__The request__: Every record should be written out exactly, please.
● ● ● ● ● ● ●
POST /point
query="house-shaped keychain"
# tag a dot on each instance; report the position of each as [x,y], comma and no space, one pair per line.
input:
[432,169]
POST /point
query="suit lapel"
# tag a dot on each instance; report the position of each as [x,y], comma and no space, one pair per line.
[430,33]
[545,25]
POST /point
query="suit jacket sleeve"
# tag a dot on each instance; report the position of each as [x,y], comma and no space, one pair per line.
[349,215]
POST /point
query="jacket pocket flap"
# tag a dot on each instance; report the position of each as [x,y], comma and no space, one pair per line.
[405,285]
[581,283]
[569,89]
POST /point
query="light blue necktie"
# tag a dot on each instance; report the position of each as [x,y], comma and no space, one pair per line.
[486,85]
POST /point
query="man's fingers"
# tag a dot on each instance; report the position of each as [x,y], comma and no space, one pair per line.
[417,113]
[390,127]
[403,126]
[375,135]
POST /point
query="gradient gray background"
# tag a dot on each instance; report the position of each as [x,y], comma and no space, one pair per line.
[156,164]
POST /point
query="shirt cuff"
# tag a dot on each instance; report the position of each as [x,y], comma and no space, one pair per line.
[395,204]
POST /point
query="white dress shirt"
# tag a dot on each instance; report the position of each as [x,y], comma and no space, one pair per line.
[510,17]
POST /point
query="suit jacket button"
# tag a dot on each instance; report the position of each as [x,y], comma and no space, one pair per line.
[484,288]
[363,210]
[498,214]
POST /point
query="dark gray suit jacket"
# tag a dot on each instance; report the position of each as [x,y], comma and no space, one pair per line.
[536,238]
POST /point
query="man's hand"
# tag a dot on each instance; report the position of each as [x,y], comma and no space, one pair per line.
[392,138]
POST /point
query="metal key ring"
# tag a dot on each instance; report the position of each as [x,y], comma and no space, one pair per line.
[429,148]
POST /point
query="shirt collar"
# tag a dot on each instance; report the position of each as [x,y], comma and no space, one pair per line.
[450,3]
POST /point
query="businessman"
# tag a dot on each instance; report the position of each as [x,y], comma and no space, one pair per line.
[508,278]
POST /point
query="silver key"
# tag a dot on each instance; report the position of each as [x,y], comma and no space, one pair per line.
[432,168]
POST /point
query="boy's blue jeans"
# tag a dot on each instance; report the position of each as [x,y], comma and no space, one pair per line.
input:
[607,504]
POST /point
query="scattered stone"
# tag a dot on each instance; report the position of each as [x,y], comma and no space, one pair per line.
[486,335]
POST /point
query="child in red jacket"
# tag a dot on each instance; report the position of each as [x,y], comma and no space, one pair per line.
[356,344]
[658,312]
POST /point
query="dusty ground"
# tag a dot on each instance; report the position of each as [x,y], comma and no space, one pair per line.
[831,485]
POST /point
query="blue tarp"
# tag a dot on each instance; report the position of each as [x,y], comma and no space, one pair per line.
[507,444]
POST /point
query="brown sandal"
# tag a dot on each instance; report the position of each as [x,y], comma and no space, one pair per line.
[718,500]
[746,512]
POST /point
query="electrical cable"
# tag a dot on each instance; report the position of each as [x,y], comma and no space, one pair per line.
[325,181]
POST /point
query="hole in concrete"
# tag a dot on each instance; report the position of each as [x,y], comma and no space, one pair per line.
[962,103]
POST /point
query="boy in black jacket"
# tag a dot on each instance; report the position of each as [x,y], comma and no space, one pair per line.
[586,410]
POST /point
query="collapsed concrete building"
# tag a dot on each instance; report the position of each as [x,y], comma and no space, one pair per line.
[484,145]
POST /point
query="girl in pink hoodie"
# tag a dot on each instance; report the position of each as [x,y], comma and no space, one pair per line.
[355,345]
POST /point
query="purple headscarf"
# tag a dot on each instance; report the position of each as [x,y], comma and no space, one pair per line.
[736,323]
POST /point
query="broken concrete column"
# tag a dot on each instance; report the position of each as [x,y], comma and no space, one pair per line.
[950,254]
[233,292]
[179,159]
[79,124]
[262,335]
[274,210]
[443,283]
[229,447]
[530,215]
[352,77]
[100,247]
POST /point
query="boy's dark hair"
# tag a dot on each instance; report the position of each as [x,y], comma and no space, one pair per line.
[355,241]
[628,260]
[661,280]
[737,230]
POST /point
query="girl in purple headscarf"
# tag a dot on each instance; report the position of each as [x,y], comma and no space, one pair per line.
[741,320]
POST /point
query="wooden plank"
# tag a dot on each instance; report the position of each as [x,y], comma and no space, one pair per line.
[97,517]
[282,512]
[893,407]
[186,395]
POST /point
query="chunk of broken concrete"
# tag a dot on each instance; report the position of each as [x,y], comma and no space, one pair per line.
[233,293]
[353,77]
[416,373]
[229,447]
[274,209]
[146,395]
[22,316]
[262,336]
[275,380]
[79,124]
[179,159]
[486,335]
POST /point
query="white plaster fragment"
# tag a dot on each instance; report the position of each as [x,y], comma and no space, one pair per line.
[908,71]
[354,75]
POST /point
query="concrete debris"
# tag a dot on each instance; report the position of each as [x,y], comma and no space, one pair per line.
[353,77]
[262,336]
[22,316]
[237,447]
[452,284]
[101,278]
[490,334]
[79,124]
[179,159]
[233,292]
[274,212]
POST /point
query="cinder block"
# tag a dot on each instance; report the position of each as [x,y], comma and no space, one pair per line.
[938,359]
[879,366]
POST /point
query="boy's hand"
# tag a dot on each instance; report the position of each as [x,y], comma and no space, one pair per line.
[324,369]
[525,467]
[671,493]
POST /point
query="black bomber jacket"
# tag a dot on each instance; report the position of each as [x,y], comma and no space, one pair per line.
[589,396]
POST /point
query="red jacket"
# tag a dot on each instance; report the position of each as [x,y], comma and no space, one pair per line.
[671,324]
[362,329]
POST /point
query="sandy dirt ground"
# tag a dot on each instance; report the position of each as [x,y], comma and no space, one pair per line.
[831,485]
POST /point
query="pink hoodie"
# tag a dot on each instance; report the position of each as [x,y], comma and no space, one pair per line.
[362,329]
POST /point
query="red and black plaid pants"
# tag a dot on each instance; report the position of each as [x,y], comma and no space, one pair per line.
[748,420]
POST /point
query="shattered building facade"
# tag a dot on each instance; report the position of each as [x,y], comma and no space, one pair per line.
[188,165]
● ● ● ● ● ● ●
__Response__:
POST /point
query="house-shaped keychain"
# tag a dot on each instance; report the position of each as [x,y], comma and no space, one pair per line.
input:
[432,169]
POST /point
query="suit lapel"
# tag a dot on each instance; report the position of each as [x,y], comma and no space, one pair per line.
[430,33]
[545,25]
POST /point
query="suit jacket sleeve"
# tag a dot on each instance; report the position of each as [x,y], comma and no space, one pair per line.
[349,215]
POST /point
query="jacket pocket flap"
# tag a dot on each instance; report the position of each as [x,y], comma and no space, one pair per line.
[405,285]
[581,283]
[569,89]
POST /point
query="light blue necktie"
# tag a dot on each instance; report the position of each as [x,y], comma and no space, one pair per line.
[486,85]
POST /point
query="man's fingers"
# tag a dot on each instance; report the position of each as [x,y], comma and no space, one pair per line.
[417,113]
[390,127]
[403,126]
[375,135]
POST /point
query="gradient gray background"
# tag a dot on each instance; report the position of each as [x,y], comma and no space, one pair per line.
[156,164]
POST /point
query="shirt cuff"
# tag a dot on each instance; report the position of each as [x,y], comma and no space, one pair per line.
[395,204]
POST /point
query="white dress shirt"
# tag a dot on each instance; report the position of each as [x,y], comma and no space, one pair per line.
[510,17]
POST /point
query="suit jacket button"
# tag a dot on each instance; report the position of each as [x,y], comma and no space, one pair per line.
[484,288]
[363,210]
[498,214]
POST /point
query="dark gray suit jacket"
# tag a dot on each instance; report the position of each as [x,y], comma and no space, one pair per line.
[536,238]
POST /point
query="man's hand"
# tag a dot on each instance; report the position of each as [x,y], comma and no space, one pair per line.
[392,138]
POST /point
query="metal key ring"
# tag a dot on each instance; report the position of each as [x,y], comma and no space, one pair per line.
[429,148]
POST /point
query="shirt collar"
# tag a dot on each instance; report the position of each as [x,y], comma and no space, one pair per line.
[450,3]
POST /point
query="businessman"
# tag a dot on each instance; report the position of each as [x,y], comma and no space, one pair per line.
[508,278]
POST /point
query="silver key"
# tag a dot on each instance; report the position of each as [x,y], comma and no space, one pair per line.
[432,168]
POST /point
query="boy's blue jeans"
# tag a dot on each instance; report the position of each as [x,y], comma and no space, one pair per line.
input:
[607,504]
POST /point
query="scattered stone"
# tag a dot on each instance; report the position of each as [x,y], comma and no space, one pair per line.
[486,335]
POST /point
query="child in red jacket"
# tag a dot on each instance; report the position of each as [x,y], comma and no space, one pair per line.
[356,344]
[658,312]
POST /point
query="dusty ground"
# tag a dot on each instance; report the position of each as [x,y], comma and no space, one pair per line.
[831,485]
POST /point
query="blue tarp"
# tag a dot on each instance; report the position of each as [x,y], comma and no space, one pair per line.
[507,444]
POST /point
query="brown sandal"
# tag a dot on each instance; report the position of each as [x,y], comma and no space, one pair per line.
[718,500]
[746,512]
POST /point
query="electrical cable"
# tag a dot on each instance; report the position of each as [x,y], comma and no space, one pair per line.
[325,181]
POST /point
query="hole in concrete"
# tag a dot on each instance; report the position of each as [x,y], comma and no space, one pair per line.
[962,103]
POST /point
query="boy in black jacket"
# tag a dot on each instance; report the position of each as [x,y], comma and no space, one pair per line.
[586,410]
POST /point
query="collapsed concrete building"
# tag a dot on each instance; report the position of each as [x,y], comma and no space, one pair per line.
[484,145]
POST /point
query="girl in pink hoodie"
# tag a dot on each instance; report the position of each as [x,y], comma and no space, one pair per line.
[355,345]
POST /point
query="purple headscarf"
# tag a dot on each instance; report the position of each as [x,y], comma and no space, one pair per line.
[736,323]
POST /point
query="broken concrete column"
# tag a dot on each instance; report the position of each as [x,y], comma and no space, one pair per line.
[950,254]
[233,292]
[179,159]
[79,124]
[262,335]
[274,210]
[443,283]
[229,447]
[530,215]
[352,77]
[100,247]
POST /point
query="boy's dark hair"
# tag a dot on each instance; report the position of each as [x,y], comma and no space, one pair per line.
[355,241]
[628,260]
[661,280]
[737,230]
POST /point
query="girl in purple headscarf"
# tag a dot on each instance; report the position of each as [x,y], comma and no space, one pair per line.
[741,320]
POST /point
query="wooden plank"
# tag a dot on each instance; report the position of each as [x,y], comma and no space, one pair per line.
[97,517]
[282,512]
[893,407]
[186,395]
POST /point
query="chunk of broken concrete"
# tag a dot on each instance; report the position of each as [x,y], comma and no space, one pair per line.
[233,293]
[353,77]
[416,373]
[229,447]
[274,209]
[146,395]
[22,316]
[262,336]
[275,380]
[79,124]
[179,159]
[486,335]
POST /point
query="white plaster fragment"
# tag a dot on each instance; report the position of each as [x,y], comma and no space, one pair per line.
[908,71]
[354,75]
POST /point
query="concrete debris"
# tag a dot on each instance; report the position of each as [x,y], comma and no space, one pair per line.
[353,77]
[262,336]
[22,316]
[237,447]
[452,284]
[101,278]
[490,334]
[79,124]
[179,159]
[233,292]
[274,212]
POST /point
query="cinder block"
# tag a dot on each instance; report the position of each as [x,y], comma and no space, one pair per line.
[938,359]
[879,366]
POST /point
query="boy's hand"
# tag a dot on each instance; report the position of each as [x,y], comma and no space, one pair per line.
[324,369]
[525,467]
[671,493]
POST /point
query="black bomber jacket"
# tag a dot on each instance; report the position of each as [x,y], comma and no space, one pair per line.
[589,396]
POST /point
query="red jacket"
# tag a dot on each instance; report the position of each as [x,y], comma and no space, one pair per line.
[671,324]
[362,329]
POST /point
query="sandy dirt ground"
# tag a dot on each instance; report the position of each as [x,y], comma and no space, one pair per line.
[831,485]
POST /point
query="pink hoodie"
# tag a dot on each instance; report the position of each as [x,y], comma and no space, one pair per line.
[362,329]
POST /point
query="red and black plaid pants"
# tag a dot on each instance; report the position of each as [x,y], comma and no space, one pair per line.
[748,420]
POST /point
query="shattered building facade"
# tag a dot on each instance; report the position of each as [x,y], comma and no space, one pair per line.
[188,165]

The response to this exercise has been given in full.